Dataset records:
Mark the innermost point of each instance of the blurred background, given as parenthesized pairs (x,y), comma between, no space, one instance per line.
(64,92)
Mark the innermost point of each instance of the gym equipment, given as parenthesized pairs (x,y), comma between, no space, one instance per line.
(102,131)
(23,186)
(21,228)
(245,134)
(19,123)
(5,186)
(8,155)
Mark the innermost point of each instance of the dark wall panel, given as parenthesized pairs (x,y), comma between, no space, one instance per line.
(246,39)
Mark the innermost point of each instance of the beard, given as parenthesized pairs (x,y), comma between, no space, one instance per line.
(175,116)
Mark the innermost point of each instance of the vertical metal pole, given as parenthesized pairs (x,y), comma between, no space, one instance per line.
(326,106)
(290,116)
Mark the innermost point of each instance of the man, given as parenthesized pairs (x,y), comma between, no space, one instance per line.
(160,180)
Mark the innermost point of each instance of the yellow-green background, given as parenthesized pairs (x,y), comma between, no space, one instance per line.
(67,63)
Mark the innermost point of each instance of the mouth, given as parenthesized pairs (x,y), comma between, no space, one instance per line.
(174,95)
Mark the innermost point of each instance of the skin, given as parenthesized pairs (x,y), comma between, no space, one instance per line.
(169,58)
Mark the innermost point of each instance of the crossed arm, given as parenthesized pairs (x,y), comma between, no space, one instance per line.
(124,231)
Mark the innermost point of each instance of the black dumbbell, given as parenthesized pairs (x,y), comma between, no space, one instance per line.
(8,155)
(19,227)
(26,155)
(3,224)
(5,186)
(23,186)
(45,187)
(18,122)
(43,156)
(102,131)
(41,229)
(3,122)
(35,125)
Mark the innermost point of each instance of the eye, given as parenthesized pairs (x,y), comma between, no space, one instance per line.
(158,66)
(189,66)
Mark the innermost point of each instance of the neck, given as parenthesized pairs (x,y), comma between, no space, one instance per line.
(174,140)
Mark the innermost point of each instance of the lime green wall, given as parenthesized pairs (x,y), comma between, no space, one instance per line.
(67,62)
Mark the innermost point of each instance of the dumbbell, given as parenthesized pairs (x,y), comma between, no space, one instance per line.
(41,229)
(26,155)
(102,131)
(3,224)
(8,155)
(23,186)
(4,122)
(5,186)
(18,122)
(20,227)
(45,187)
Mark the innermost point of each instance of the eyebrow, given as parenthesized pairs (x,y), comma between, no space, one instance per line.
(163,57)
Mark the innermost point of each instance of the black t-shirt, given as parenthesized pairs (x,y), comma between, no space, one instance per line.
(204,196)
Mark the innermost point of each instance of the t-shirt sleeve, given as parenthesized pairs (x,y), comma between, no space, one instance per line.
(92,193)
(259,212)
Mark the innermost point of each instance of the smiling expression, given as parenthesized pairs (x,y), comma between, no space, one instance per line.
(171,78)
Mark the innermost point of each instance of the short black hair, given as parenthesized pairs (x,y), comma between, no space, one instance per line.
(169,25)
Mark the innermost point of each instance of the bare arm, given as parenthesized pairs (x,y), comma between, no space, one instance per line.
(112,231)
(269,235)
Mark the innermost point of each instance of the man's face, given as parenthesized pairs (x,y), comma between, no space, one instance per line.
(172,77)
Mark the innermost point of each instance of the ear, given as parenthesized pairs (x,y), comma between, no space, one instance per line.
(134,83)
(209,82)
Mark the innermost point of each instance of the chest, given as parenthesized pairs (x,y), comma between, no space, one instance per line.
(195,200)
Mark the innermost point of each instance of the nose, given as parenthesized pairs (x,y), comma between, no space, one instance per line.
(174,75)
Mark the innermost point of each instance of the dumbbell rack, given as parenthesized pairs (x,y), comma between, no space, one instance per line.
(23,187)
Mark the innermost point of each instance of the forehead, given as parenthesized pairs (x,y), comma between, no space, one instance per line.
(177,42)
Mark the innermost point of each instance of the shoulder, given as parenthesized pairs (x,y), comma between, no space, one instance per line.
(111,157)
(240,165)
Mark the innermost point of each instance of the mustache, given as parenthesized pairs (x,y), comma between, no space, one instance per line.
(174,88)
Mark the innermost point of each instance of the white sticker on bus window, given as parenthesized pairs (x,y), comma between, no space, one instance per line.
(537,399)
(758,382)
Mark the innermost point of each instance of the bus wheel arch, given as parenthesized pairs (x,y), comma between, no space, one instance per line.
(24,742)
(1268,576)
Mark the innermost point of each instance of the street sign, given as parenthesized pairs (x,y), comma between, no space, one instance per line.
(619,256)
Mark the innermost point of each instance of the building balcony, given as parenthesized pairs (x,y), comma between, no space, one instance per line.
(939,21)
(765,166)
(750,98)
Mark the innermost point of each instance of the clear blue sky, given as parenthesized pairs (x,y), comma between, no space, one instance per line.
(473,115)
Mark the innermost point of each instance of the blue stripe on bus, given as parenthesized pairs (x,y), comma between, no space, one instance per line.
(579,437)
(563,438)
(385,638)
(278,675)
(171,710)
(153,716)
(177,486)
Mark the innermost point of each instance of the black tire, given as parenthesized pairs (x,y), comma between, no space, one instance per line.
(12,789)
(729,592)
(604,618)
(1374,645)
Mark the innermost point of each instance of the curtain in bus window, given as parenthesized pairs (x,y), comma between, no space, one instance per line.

### TASK GOAL
Each record shown above must be printed once more, exactly.

### ANSWER
Mark the innermost point of each instance of the blurred background, given as parenthesized pairs (x,y), comma between, no space, one instance per line.
(64,92)
Mark the innermost point of each instance of the gym equipment, given as parenthesized pairs (x,y), comma between, no space, one instance per line.
(102,131)
(23,186)
(21,228)
(245,134)
(19,123)
(5,186)
(8,155)
Mark the innermost point of each instance of the dark wall panel, given as parenthesized pairs (x,y), comma between, no space, one instance per line.
(246,39)
Mark the innermost point of each instance of the beard, given as parenthesized pairs (x,y), comma between, no space, one instance per line.
(175,116)
Mark the innermost point of each instance of the vertical metal pole, given as parenthesized pairs (x,y), comma between, no space, one instance per line.
(326,106)
(290,116)
Mark the innermost point of each instance of the man, given as parenthesized pairs (x,y), comma between, no space, one instance per line.
(160,180)
Mark the innermost point of each instance of the yellow-green background, given as parenthesized pairs (x,y), comma between, no space, one instance per line.
(67,63)
Mark the innermost point of each instance of the mouth, given as parenthesized pairs (x,y), comma between, no space, one instance per line.
(174,95)
Mark the innermost point of each instance of the skin, given as parenthesized pairs (x,y), comma between, no space, one instance per line.
(169,58)
Mark the innermost point of each instance of the crossed arm, given as parenthesized pairs (x,y), comma between, no space, one instance per line.
(124,231)
Mark the innermost point of each instance of the black dumbbell, given as parenthesized pairs (x,y), comma between, no space, one instance per line.
(8,155)
(19,227)
(26,155)
(3,224)
(5,186)
(23,186)
(45,187)
(18,122)
(43,156)
(102,131)
(41,229)
(3,122)
(35,125)
Mark the innermost point of each instance of the eye, given as parenthesized pairs (x,y), comma between, no space, one instance per line.
(158,66)
(189,66)
Mark the innermost point of each instance of the neck, given as parenthesized pairs (x,y), comma between, no space, one instance per line.
(174,140)
Mark the innermost point of each instance of the lime green wall, given as parenthesized pairs (x,y), comma between, no space, one instance per line.
(67,62)
Mark the innermost point of each instance of the dumbbell, given as parenthesized pairs (x,y), comma between, no space, one instance per line.
(41,229)
(26,155)
(102,131)
(3,224)
(8,155)
(23,186)
(4,122)
(5,186)
(18,122)
(20,227)
(45,187)
Mark the innermost point of each instance of the eyebrow, given as parenthesized pairs (x,y), comma between, no space, one instance per line.
(163,57)
Mark the innermost point of each instance of the black t-shirt, given as parenthesized pairs (x,y), comma between, no space, one instance per line.
(204,196)
Mark the innermost point of each instance of the t-shirt sleeve, given as parenthesized pairs (x,y), comma between, no space, one instance per line.
(92,193)
(259,212)
Mark the innermost point of each instance of the smiling expression, given as parenthesized pairs (x,y), comma between, no space, one instance per line.
(171,78)
Mark the innermost point of each instance of the short black hair, given as parenthesized pairs (x,y), comma between, no space, one instance per line.
(169,25)
Mark the innermost point of each instance of the bare arm, given as parenthesized pairs (x,y), comma between, no space, one instance per line.
(112,231)
(269,235)
Mark the innermost point of each instance of the man's face, given as parenthesized pairs (x,y), comma between, no space, one instance per line.
(172,77)
Mark the innermost point of each instance of the ear, given as parenthesized pairs (x,y), comma between, no space, one instance per line.
(134,83)
(209,82)
Mark the innermost point of each instance of the chest, given as parenthesized pairs (x,y), comma between, no space, one instance per line.
(195,200)
Mark the innermost point of each instance of the nose, given as parenthesized pairs (x,y), comma between, no space, one instance per line.
(174,75)
Mark the innermost point of each instance of the dumbbell rack, given as parenthesized pairs (x,y), comma between, no space, one instance per line.
(23,187)
Mark the innermost point of each instance of the forehead, given as parenthesized pairs (x,y), comma between, no space, one instance per line.
(177,42)
Mark the innermost point of each instance of the shoulder, given as parenthesized pairs (x,y), comma between, no space, one instance per line.
(111,157)
(240,165)
Mark the innermost point of each instance of the mustache, given as parenthesized pairs (x,y), comma between, no space, one instance per line.
(174,88)
Mark the innermost point of each instance of the white sticker on bus window, given as parenthesized pairs (x,y), comma between, no space, one instance per line.
(537,399)
(758,382)
Mark the innermost point of each instance of the bus wheel arch, given as parenthesized pairs (x,y), comma between, no space, one instance per line.
(24,742)
(1268,576)
Mark the innermost point of each instance of the street sign, given as parenthesized pairs (x,y), comma between, no space, one instance per line.
(619,256)
Mark the innermost point of each instance of the building balcony, given as parenthesized pairs (x,y), comma between, no space, one instance per line.
(939,21)
(765,166)
(750,98)
Mark the innermost point of each instance of the clear blue sky, given as parenthesized pairs (x,y), comma between, no space, one instance per line.
(473,115)
Mark the innermost point of each instance of the blue stripe on bus, given as parenthesized pairs (x,y), comma between, no space, one instance per line.
(579,437)
(563,438)
(385,638)
(278,675)
(171,710)
(153,716)
(177,486)
Mark the innermost point of each instance of the black tire, given as parenthesized pairs (x,y), comma between, no space, one instance per line.
(12,789)
(729,592)
(604,618)
(1374,645)
Mark the innermost point of each instance of the curtain in bus window, given as parenthesized pairs (x,y), comma between, no space, one instance per line.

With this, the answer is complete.